## [Objective]
Give back each of the lines below without any change, and leave the pictures out of your answer.

## [Information provided]
────────
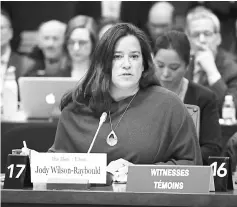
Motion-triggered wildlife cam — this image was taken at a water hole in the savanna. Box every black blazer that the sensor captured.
[184,81,222,165]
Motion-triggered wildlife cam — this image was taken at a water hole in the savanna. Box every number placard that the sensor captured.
[4,154,33,189]
[208,156,233,191]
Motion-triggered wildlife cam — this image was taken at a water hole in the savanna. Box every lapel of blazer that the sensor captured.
[7,52,21,80]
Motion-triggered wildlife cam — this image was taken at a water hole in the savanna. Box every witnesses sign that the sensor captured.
[31,153,107,184]
[127,165,214,193]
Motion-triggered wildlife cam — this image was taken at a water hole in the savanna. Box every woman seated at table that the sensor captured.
[23,23,202,181]
[154,30,222,164]
[64,15,97,80]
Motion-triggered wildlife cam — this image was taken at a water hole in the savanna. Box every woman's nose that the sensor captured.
[123,56,131,69]
[73,42,80,51]
[162,67,169,77]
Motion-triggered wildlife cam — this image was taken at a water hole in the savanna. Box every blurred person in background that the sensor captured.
[231,19,237,61]
[186,6,237,113]
[64,15,97,80]
[26,20,67,77]
[98,18,121,39]
[154,30,222,165]
[146,2,175,48]
[0,10,33,104]
[75,1,152,28]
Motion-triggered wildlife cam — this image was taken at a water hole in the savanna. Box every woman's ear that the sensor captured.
[216,32,222,47]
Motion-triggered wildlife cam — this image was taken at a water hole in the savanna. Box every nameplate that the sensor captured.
[127,165,214,193]
[31,153,107,184]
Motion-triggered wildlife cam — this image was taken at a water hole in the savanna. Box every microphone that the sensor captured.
────────
## [Task result]
Motion-triggered wildlife cam — this image was taken at a water hole in the savanna. Box every black blazer that the sensor captured.
[184,81,222,165]
Motion-triggered wildlife cam — this image was taken at a water hole in the savanna. Box every number placard that the sensor captured.
[4,154,33,189]
[208,156,233,191]
Motion-triggered wildlife cam — this image was taken at a water hole in the savanna. Box every lapel of blazer that the sensor captured.
[7,52,21,80]
Motion-triggered wildlife cam — this image was taken at a water hole in the savanna. Box every witnesses sign that the sensor captured.
[31,153,107,184]
[127,165,214,193]
Motion-triggered wildlife cam — this image was taken at a water hole in the savanna. Box every woman seated at table that the sensor captured.
[23,23,202,181]
[154,30,222,164]
[64,15,97,80]
Motion-triggered wildlife cam — this image was taken at a water hole in the savanna. Box every woman's nose that the sensor captured.
[123,56,131,69]
[73,42,80,51]
[162,67,169,77]
Motion-triggered wildlife cam — this image was taken at a water hole in the savanna. Box every blurred person in background that the sensor captured.
[231,19,237,61]
[186,6,237,113]
[64,15,97,80]
[26,20,67,77]
[98,18,121,39]
[154,30,222,165]
[146,2,175,48]
[0,10,33,104]
[75,1,152,28]
Motion-triggered wildlife cam — this image was taken at a water hole in the savanna. Box every woman's ear that the sensor captured.
[216,32,222,47]
Motion-triggered wildlife cam — this image was taken at a water hole in the savanna. Box every nameplate that the sensor captured.
[127,165,214,193]
[31,153,107,184]
Motion-triggered wildlife cam — this image was taken at a water hole in the savanna. Box every microphone that the sensor captured.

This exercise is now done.